The problem: Your answer is the lines below, exactly, from the one that contains "Guideline: for each instance of the black pants of" through the one that contains "Guideline: for each instance of the head", both included.

Supplied records:
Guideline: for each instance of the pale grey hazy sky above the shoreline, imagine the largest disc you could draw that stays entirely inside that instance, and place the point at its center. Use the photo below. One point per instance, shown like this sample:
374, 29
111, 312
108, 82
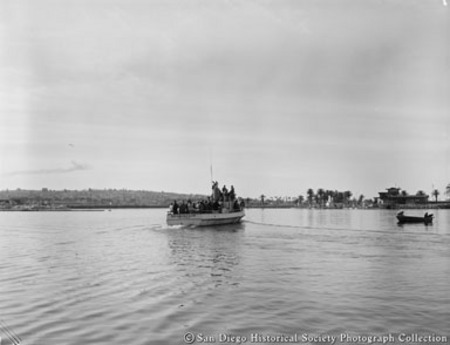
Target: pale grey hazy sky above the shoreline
276, 96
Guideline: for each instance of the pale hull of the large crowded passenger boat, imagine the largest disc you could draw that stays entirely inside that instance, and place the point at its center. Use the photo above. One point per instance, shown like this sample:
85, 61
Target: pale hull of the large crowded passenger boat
204, 219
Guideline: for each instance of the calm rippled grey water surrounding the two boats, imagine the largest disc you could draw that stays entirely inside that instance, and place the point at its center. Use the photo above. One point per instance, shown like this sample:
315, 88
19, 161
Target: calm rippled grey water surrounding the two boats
124, 277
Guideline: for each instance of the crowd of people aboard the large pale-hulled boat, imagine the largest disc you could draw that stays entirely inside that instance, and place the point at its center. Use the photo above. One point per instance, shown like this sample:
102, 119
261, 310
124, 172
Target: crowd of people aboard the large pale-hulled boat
217, 202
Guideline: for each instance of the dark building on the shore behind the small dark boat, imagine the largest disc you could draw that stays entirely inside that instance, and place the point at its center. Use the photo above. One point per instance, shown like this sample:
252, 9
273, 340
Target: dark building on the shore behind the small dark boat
395, 198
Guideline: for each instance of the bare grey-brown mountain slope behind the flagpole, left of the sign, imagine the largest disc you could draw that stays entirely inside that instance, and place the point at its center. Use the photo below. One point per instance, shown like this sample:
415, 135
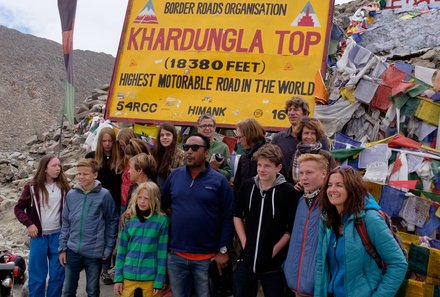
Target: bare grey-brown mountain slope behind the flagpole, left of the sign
32, 82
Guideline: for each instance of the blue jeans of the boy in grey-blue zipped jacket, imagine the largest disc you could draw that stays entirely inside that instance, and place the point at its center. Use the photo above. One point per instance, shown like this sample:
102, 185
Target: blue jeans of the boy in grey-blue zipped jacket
74, 264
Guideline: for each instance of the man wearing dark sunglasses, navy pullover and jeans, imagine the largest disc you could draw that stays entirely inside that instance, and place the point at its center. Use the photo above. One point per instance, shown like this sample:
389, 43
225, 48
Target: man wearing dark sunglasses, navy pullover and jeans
201, 228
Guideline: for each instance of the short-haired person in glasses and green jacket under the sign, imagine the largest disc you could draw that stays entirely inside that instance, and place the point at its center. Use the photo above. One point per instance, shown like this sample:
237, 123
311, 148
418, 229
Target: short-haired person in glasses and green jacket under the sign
218, 156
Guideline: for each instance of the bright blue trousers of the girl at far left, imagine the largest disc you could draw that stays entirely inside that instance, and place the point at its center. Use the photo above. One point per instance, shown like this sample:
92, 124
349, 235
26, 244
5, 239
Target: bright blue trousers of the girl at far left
43, 257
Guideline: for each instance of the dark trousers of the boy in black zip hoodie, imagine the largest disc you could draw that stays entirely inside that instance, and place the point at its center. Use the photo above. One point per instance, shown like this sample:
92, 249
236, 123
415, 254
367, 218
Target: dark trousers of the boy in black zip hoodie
245, 282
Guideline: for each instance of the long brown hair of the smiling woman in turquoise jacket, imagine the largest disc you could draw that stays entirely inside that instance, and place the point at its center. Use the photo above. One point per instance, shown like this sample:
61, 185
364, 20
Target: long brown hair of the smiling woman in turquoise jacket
356, 192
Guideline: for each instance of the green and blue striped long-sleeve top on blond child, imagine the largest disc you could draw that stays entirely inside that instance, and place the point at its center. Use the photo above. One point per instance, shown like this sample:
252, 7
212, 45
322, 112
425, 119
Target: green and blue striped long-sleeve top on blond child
142, 250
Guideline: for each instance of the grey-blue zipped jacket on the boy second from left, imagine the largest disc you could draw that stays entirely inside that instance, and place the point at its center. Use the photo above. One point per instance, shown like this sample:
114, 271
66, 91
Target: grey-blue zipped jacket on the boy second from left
90, 222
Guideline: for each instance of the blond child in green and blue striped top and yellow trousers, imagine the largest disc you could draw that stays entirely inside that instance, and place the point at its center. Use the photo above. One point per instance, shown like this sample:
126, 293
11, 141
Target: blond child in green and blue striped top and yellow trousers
142, 249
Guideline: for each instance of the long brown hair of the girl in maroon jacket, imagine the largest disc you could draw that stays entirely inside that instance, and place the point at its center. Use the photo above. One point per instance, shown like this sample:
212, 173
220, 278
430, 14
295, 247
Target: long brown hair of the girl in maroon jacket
39, 179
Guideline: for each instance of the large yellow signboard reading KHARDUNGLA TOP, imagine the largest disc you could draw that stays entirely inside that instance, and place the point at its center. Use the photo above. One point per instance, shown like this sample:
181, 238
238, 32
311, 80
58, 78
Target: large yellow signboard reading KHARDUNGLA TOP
232, 59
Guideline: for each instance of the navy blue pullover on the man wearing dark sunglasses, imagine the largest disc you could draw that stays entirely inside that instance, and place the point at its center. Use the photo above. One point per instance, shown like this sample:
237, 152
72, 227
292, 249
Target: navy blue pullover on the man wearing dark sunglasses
201, 210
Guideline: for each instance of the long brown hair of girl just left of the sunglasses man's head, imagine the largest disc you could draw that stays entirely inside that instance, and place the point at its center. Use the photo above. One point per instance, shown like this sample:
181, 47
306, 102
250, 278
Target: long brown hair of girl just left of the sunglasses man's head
164, 155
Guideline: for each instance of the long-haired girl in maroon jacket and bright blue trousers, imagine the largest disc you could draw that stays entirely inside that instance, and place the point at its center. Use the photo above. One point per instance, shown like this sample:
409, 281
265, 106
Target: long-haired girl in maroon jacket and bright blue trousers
39, 209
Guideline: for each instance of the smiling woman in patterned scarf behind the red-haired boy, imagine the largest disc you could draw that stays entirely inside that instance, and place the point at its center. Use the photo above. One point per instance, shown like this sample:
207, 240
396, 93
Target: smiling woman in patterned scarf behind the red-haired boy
308, 132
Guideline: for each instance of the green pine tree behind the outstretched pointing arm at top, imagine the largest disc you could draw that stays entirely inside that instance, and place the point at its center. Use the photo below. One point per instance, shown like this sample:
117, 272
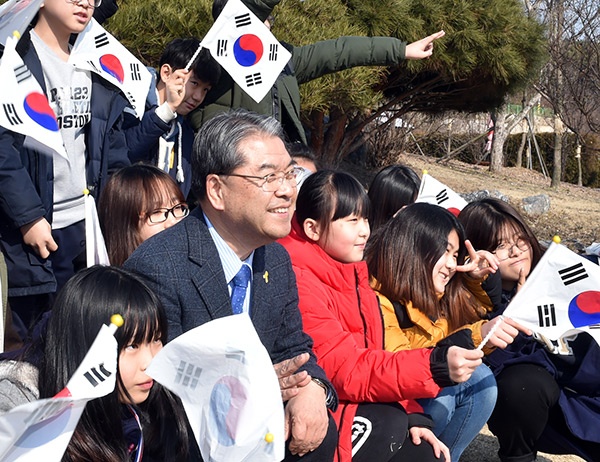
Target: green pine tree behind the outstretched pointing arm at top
490, 49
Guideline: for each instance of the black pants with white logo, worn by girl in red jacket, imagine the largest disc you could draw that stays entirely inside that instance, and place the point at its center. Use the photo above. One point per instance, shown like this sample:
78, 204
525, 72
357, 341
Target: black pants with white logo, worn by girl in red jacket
380, 433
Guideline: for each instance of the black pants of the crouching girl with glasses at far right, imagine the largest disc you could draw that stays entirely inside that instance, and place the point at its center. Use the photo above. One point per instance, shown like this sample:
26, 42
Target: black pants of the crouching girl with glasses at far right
527, 419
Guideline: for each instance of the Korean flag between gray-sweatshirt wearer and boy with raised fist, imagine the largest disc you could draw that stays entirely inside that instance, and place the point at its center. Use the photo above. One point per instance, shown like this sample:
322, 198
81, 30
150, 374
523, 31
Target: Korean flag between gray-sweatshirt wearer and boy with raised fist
98, 51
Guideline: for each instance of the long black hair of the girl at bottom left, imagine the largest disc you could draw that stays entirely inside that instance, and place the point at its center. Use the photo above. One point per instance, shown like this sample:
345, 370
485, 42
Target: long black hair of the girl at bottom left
87, 301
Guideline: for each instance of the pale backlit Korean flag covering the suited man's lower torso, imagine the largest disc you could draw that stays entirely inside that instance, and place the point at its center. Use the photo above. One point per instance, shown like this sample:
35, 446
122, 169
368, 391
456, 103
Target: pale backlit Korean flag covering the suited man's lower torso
226, 381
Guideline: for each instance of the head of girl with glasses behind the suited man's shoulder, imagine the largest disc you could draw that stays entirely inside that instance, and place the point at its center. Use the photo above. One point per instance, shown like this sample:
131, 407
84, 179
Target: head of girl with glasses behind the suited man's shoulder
138, 202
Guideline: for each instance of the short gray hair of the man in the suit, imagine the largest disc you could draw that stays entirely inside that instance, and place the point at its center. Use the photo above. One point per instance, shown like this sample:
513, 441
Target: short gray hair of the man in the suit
217, 144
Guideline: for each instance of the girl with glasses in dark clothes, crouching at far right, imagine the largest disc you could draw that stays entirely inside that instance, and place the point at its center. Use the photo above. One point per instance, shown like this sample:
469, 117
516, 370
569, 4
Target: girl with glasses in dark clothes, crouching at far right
546, 402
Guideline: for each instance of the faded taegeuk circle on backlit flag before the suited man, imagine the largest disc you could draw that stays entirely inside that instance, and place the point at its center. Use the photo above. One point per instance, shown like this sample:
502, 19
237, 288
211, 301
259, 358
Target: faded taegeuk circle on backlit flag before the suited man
227, 400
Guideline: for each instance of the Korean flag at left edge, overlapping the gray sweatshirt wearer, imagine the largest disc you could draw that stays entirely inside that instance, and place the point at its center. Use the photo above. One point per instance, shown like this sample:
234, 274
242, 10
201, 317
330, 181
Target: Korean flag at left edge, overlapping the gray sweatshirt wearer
25, 108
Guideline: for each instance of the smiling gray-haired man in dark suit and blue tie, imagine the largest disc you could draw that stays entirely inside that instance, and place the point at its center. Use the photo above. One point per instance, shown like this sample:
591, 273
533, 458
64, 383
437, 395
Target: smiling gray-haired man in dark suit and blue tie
245, 183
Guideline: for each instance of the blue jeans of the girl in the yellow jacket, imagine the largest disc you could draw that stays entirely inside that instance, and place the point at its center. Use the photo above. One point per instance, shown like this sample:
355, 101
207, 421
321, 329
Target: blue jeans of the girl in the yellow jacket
460, 412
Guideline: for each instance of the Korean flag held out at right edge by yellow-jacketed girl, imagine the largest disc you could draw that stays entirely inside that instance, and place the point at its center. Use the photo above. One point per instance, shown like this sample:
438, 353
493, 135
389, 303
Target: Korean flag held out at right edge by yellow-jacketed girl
560, 298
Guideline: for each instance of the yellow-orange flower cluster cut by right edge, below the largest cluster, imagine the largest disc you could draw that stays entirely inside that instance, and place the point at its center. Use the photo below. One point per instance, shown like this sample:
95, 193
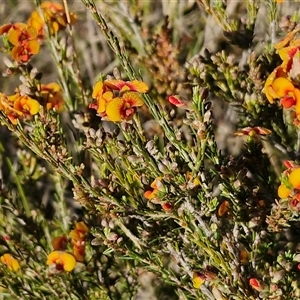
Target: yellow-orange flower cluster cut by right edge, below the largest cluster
290, 185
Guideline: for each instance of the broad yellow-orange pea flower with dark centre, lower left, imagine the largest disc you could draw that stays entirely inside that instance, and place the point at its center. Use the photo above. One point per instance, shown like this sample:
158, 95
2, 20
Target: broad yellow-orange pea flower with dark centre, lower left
61, 260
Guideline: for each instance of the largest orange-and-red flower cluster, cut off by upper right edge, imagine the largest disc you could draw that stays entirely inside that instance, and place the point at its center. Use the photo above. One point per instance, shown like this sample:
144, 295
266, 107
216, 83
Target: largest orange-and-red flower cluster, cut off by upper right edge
284, 82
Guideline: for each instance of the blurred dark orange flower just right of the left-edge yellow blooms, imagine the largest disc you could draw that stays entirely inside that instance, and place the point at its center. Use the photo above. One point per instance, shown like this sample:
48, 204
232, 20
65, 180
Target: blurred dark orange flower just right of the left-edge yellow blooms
52, 95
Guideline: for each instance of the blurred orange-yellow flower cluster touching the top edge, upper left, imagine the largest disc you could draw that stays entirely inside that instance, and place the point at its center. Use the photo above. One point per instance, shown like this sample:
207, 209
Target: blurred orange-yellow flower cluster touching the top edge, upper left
54, 15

Written reply:
Guideline: for each instance of the black pants of the crouching girl with glasses at far right, imagine the largest disc you could draw that stays entirely inside that instance, and place the point at its center. Use the photo above. One point per instance, shown like this sample:
26, 42
Target: black pants of the crouching girl with glasses at far right
527, 419
Guideline: for each instance of the Korean flag between gray-sweatshirt wearer and boy with raised fist, imagine the largest disc you could draw that stays entirely inside that instance, and place the point at its center. Use the photo above. One point per instance, shown like this sample:
322, 198
81, 30
150, 374
523, 31
Target: Korean flag between gray-sweatshirt wearer and boy with raised fist
98, 51
Guideline: for each instance of the long black hair of the girl at bottom left, imagine the largest disc you could draw that stays entirely inside that instance, and place the point at its center. Use the photo above. One point per instance, shown like this sample:
345, 370
485, 42
Target: long black hair of the girl at bottom left
87, 301
Guideline: for each instance of the pale backlit Korean flag covering the suited man's lower torso, imagine the largest disc you could draw that stays entirely inside that instance, and place the point at its center. Use the photo above. One point per instance, shown like this sample:
35, 446
122, 169
368, 391
456, 103
Target: pale backlit Korean flag covering the suited man's lower torso
226, 381
Guideline: for each instance of the head of girl with glasses behind the suited man's shoulder, imagine the largest disc you could draw that stays entirely inside that instance, and place the point at its center. Use the photo above. One point per instance, shown like this sample:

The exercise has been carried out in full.